EXERCISE DESCRIPTION >>
Rewrite the material below with "Interiors" replaced by "Inner regions" and nothing else altered. Omit the pictures from your version.

Records from a data collection >>
################
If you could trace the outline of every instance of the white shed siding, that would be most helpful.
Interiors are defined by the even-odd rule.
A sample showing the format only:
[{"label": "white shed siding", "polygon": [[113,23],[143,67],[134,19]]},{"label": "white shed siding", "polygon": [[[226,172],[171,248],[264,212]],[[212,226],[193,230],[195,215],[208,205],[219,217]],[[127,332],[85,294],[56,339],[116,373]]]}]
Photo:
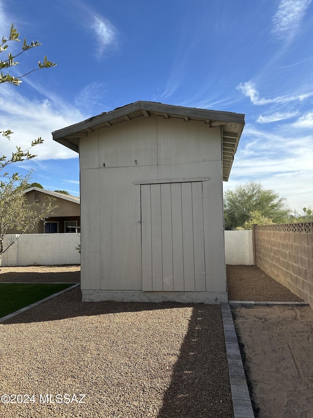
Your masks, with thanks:
[{"label": "white shed siding", "polygon": [[[154,263],[151,268],[154,290],[226,291],[220,127],[210,128],[203,122],[142,116],[96,130],[81,139],[79,147],[83,290],[141,291],[143,281],[145,288],[150,278],[144,263],[141,270],[141,250],[144,257],[148,249],[141,246],[140,190],[142,195],[149,188],[152,226],[159,231],[152,240],[154,251],[159,253],[161,248],[163,254],[161,267]],[[134,182],[204,177],[210,179],[203,182],[203,190],[196,186],[192,190],[195,196],[201,195],[202,212],[192,225],[187,221],[192,210],[200,209],[187,197],[194,187],[191,181],[162,187]],[[170,238],[170,224],[175,232]],[[193,260],[192,238],[201,249],[197,254],[203,252],[202,258],[196,254]],[[197,268],[195,275],[197,263],[201,269]],[[177,272],[172,279],[171,270]],[[188,278],[182,284],[182,274]]]}]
################
SOLUTION TO THIS PROBLEM >>
If you could trace the outline of every instance of the white shed siding, that would be most helpful.
Inner regions are defined by the even-odd rule.
A sample showing the format only:
[{"label": "white shed siding", "polygon": [[113,23],[143,67],[134,19]]},{"label": "white shed siding", "polygon": [[[226,172],[171,248],[264,212]],[[212,226],[193,230],[195,215],[208,205],[219,217]],[[127,332],[85,294],[56,339],[116,373]]]}]
Photo:
Your masks, with thanks:
[{"label": "white shed siding", "polygon": [[[154,263],[151,268],[154,290],[226,291],[220,127],[210,128],[203,122],[142,116],[96,130],[81,139],[79,147],[83,290],[141,291],[143,281],[145,288],[150,278],[144,263],[141,270],[141,250],[144,257],[148,249],[141,246],[140,190],[142,195],[149,188],[152,226],[159,231],[152,240],[154,251],[159,253],[161,248],[163,254],[161,267]],[[134,182],[204,177],[210,179],[203,182],[203,190],[196,186],[192,190],[195,196],[201,195],[202,212],[192,225],[187,221],[192,210],[200,209],[187,197],[194,187],[191,181],[162,187]],[[170,238],[170,224],[175,232]],[[193,260],[192,238],[201,249],[197,254],[203,252],[202,258],[196,254]],[[197,268],[195,275],[197,263],[201,269]],[[177,272],[172,279],[171,270]],[[188,278],[182,284],[182,274]]]}]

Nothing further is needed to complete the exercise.